> _DOCUMENTO_
▬▬▬
DO QUE PARECE MAS DE FACTO NÃO É

É por demais evidente a progressiva degradação que o ensino superior neste país tem vivido, como consequência, entre outras, da sua má planificação e desenvolvimento, do insuficiente investimento realizado na melhoria da qualidade das instalações e dos equipamentos dos estabelecimentos existentes, da falta de objectividade e ausência de relação com o mercado de trabalho na criação de novos cursos e da ausência de vontade política para, em diálogo com os docentes, se elaborar um novo estatuto da carreira docente do ensino superior, que no respeito pela sua diversidade, dignificasse as diferentes vertentes que o constituem e criasse, definitivamente, as condições necessárias ao desbloqueamento dos entraves existentes à progressão na carreira académica.
Parece não existir grandes dúvidas, a fazer fé no relatório de avaliação do Grupo de Missão e nos relatórios de avaliação que da Inspecção Geral da Educação (IGE), que o crescimento exponencial e desregrado nas últimas duas décadas do Ensino Superior Particular e Cooperativo, com a conivência de vários governos, por ausência de legislação apropriada de início e posteriormente por deficiente controlo e fiscalização, se transformou, salvo honrosas excepções, num enorme quebra-cabeças tanto para as entidades governativas que o tutelam, como para as famílias que, não vendo os seus filhos ter acesso ao ensino superior público por falta de médias apropriadas, resultantes do número exíguo de vagas disponíveis, se angustiam na árdua tarefa de escolher os estabelecimentos cujos cursos, pela sua qualidade e custos constituam uma alternativa credível para a formação dos mesmos.
A esperança depositada no primeiro governo do Eng.º António Guterres, dada a ênfase posta no sector da educação, como a denominada "grande paixão", parece não ter tido respostas marcadamente evidentes no mandato do ministro Marçal Grilo. Pouco ou nada se efectuou, para além da tentativa de, por meio de grupos de avaliação independentes, do Grupo de Missão e através do reforço da actividade inspectora da IGE, avaliar e controlar a situação do ensino superior público e privado ou cooperativo no país.
Com o novo governo socialista e agora sob a responsabilidade do Ministro da Educação Oliveira Martins, surge a novidade da necessidade de aprovação de uma Lei da Organização e Ordenamento do Ensino Superior.
Que esta lei quadro é necessária não parecem existir dúvidas no espírito dos que mais atentamente acompanham as questões do ensino superior. A oportunidade política do seu aparecimento, o conteúdo do seu anteprojecto de proposta e a forma como foi elaborada e posta à discussão entre os diferentes parceiros interessados no assunto é que não nos parecem as mais apropriadas.
Com efeito, depois de tantas expectativas criadas com a sua anunciação, ao lê-la, fica-nos o amargo da frustração pela sua inocuidade, pelo vazio do confuso amontoado de conceitos, pressupostos e intenções e pela quase total ausência de aspectos regulamentadores, sempre remetidos para legislação posterior. Quase nos apetece dizer que a proposta nos parece redonda, ou seja, não tem ponta por onde se lhe pegue. Ou melhor ainda, é uma proposta tal, que o ensino superior, com ela ou sem ela, fica tal e qual.
▬▬▬
> _DADOS DISPONÍVEIS_
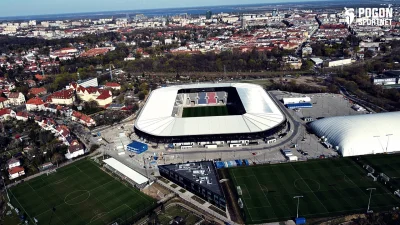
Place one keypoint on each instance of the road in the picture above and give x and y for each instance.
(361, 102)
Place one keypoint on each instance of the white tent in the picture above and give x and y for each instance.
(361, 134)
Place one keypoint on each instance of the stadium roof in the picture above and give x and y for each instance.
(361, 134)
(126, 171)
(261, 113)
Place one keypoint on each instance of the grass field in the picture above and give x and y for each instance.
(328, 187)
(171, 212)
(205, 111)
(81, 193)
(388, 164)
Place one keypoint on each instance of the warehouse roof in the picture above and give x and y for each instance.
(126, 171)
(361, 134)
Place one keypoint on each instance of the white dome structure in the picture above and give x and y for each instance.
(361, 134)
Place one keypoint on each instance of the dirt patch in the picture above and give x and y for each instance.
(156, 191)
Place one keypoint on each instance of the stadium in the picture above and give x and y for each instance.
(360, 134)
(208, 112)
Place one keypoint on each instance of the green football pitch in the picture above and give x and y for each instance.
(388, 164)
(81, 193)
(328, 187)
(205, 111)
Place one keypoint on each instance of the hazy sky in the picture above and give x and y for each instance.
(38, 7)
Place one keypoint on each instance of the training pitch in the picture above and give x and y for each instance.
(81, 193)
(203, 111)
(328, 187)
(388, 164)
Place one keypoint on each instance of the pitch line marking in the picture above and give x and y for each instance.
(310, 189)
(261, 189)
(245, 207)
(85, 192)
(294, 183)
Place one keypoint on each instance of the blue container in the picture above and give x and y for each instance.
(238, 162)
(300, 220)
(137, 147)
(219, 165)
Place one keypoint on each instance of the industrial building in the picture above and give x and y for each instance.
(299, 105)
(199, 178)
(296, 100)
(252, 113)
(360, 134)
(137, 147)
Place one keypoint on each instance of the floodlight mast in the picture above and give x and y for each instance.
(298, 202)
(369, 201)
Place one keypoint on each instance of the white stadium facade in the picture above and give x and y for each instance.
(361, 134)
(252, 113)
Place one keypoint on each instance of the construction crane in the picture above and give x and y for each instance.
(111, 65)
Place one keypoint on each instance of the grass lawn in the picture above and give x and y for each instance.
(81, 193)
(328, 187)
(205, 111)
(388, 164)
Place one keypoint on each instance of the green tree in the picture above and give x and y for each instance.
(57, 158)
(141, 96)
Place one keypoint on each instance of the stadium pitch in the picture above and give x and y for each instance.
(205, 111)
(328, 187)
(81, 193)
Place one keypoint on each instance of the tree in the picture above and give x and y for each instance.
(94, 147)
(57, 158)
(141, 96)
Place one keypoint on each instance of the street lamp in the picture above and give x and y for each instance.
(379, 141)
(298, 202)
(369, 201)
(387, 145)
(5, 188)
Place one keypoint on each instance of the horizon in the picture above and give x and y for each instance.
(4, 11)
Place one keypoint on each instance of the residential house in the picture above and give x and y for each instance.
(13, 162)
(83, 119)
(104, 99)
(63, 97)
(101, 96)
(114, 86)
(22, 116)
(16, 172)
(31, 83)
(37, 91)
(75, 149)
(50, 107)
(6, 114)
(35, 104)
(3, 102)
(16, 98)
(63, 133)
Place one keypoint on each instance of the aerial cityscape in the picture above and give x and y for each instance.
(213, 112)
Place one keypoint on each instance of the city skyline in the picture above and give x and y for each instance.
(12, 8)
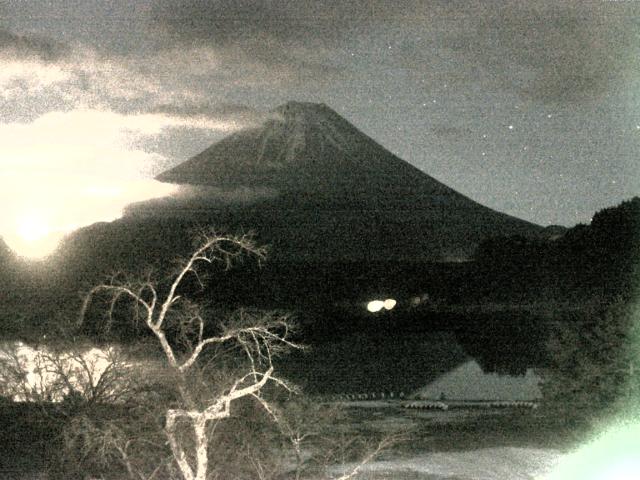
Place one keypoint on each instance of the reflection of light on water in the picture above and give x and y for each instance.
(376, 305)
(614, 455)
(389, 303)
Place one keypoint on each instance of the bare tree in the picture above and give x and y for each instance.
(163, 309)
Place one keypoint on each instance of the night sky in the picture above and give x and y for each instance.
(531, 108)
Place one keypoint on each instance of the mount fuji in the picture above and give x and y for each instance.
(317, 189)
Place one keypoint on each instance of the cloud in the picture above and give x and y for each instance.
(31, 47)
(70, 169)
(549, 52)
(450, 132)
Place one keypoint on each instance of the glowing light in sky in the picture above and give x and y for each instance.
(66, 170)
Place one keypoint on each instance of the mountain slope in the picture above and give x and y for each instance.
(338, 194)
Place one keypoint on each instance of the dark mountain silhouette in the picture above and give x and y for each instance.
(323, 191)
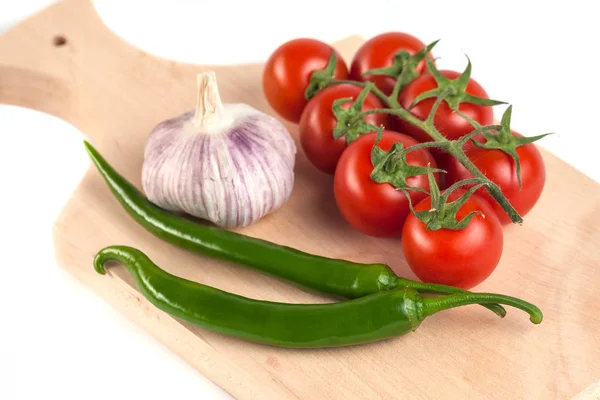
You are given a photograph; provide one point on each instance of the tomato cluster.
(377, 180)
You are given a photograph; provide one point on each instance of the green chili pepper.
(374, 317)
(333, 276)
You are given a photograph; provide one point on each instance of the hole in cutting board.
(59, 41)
▬▬▬
> _TAREFAS PROPOSTAS_
A – No texto sobre o ensino superior, quem era o ministro no primeiro governo de António Guterres?
B – Lista todas as linhas dos registos que contêm a palavra "stadium".

> _RESPOSTAS ESPERADAS_
A – Marçal Grilo.

B –
Place one keypoint on each instance of the stadium roof in the picture above and give x and y for each instance.
Place one keypoint on each instance of the stadium in the picture above and give x and y for each instance.
Place one keypoint on each instance of the white stadium facade in the picture above and give x and y for each instance.
Place one keypoint on each instance of the stadium pitch in the picture above and give x and y for each instance.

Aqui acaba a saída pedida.